Look for "tree" in each line of the entries, and return the matching lines.

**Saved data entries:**
------------------------------
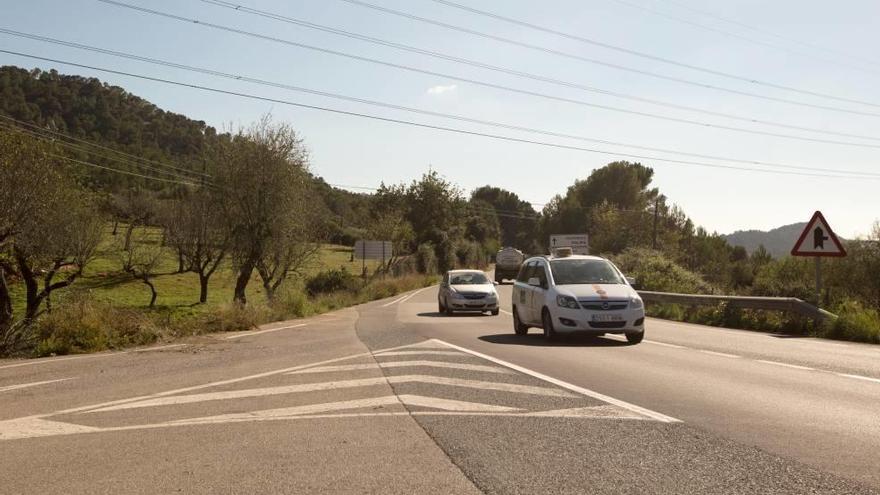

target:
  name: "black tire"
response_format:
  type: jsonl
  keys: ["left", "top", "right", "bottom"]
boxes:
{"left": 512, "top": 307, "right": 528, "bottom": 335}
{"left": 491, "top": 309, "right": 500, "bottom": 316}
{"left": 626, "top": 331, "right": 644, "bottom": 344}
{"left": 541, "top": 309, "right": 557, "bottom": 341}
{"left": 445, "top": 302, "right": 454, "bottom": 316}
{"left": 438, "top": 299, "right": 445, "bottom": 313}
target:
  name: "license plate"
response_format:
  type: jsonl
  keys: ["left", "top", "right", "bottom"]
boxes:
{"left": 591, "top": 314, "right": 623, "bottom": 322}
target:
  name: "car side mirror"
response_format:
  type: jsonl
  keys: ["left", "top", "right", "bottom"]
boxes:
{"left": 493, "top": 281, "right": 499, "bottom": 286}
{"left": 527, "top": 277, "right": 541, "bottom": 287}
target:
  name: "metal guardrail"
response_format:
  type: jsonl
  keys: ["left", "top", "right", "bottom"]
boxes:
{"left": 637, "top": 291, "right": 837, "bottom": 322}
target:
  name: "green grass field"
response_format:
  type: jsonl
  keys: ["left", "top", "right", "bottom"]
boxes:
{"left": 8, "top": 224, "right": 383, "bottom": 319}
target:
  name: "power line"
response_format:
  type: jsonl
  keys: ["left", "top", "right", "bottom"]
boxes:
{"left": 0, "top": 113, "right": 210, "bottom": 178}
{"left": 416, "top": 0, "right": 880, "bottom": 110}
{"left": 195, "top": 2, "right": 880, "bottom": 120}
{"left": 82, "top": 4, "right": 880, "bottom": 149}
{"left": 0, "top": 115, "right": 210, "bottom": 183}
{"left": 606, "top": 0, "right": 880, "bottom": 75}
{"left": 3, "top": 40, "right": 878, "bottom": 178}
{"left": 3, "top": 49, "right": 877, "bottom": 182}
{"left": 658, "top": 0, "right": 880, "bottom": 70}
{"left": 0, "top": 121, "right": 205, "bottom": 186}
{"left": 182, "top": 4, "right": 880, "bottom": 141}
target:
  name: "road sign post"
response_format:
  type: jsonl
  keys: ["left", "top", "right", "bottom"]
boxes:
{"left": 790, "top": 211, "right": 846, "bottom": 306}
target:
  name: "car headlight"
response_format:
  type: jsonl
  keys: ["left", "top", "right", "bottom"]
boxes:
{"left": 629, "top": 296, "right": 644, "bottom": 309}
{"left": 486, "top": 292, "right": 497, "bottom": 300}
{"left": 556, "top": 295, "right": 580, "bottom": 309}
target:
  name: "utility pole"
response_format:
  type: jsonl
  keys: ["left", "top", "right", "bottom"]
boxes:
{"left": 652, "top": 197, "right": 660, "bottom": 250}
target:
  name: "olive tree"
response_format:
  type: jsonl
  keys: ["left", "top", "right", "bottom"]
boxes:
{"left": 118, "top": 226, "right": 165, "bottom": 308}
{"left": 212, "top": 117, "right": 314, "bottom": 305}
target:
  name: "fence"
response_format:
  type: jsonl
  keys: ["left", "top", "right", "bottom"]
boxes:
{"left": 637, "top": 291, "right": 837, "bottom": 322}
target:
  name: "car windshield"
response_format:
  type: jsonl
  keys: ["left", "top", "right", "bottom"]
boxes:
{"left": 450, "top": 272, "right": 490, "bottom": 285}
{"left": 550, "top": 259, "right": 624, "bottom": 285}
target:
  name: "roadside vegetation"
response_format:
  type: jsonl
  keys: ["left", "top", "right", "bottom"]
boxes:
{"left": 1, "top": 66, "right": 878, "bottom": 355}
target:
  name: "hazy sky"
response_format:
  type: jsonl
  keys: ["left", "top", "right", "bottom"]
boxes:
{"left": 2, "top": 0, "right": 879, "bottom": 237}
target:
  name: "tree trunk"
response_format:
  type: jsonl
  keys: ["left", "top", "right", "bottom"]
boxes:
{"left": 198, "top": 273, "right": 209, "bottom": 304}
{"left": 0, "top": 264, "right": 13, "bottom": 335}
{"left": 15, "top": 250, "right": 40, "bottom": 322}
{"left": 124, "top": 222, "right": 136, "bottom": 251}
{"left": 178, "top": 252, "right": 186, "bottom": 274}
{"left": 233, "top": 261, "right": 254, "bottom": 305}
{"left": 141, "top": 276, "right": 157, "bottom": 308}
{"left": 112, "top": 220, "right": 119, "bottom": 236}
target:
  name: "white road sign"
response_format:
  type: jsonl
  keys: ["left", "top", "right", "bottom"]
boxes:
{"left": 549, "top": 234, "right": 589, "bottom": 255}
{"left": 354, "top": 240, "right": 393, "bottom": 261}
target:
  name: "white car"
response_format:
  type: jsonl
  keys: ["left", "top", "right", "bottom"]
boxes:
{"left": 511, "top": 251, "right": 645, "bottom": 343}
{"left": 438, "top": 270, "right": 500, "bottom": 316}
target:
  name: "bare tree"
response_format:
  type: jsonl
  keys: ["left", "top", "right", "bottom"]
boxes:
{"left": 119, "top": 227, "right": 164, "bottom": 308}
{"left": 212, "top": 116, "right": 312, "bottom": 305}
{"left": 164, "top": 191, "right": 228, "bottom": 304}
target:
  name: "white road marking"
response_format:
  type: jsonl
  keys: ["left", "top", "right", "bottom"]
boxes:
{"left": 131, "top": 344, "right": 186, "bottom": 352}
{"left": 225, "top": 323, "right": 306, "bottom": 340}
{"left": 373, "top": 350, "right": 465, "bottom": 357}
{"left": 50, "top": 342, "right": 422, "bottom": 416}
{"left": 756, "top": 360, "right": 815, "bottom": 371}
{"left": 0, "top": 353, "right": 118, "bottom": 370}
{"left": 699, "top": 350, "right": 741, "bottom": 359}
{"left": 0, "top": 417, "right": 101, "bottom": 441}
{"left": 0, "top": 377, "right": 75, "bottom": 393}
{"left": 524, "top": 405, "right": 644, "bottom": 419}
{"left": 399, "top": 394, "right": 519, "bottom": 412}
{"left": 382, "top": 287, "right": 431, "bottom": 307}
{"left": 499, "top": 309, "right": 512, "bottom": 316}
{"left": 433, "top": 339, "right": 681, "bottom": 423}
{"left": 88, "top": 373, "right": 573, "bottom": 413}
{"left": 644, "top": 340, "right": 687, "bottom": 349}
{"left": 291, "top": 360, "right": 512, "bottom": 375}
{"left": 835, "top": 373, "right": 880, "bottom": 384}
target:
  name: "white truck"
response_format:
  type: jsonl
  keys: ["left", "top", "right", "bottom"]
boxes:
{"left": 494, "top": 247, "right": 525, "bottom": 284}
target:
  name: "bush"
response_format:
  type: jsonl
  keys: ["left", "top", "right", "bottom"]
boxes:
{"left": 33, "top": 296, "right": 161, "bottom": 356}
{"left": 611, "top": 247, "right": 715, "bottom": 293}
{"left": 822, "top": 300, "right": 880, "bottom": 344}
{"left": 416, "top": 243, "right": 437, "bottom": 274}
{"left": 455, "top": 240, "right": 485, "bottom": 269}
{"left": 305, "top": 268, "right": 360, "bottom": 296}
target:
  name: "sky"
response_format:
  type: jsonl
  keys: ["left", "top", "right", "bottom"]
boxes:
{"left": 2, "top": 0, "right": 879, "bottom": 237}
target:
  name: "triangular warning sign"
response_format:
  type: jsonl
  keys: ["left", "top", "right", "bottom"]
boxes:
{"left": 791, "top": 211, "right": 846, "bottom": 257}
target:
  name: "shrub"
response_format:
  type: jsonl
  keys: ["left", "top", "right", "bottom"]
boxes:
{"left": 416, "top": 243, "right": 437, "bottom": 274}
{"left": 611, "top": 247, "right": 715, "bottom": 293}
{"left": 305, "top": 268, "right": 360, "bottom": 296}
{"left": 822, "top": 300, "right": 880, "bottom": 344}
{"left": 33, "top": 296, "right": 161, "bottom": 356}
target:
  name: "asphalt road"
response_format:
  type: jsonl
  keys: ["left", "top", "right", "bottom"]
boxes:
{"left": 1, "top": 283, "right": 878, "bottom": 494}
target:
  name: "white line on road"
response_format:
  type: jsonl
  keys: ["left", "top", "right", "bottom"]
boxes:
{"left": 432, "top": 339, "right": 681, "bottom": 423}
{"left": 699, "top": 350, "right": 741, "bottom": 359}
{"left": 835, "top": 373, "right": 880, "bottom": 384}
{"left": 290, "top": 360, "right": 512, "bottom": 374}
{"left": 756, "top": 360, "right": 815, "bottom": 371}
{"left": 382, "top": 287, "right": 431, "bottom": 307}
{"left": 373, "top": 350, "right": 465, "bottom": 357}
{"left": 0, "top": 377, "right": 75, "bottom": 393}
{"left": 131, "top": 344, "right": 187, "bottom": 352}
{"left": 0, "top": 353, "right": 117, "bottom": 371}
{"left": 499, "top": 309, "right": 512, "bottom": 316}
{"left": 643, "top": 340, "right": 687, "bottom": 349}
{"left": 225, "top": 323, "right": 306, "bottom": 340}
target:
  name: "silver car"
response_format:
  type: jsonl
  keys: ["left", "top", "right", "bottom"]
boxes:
------------------------------
**Answer section:**
  name: "olive tree"
  name: "tree trunk"
  name: "bare tree"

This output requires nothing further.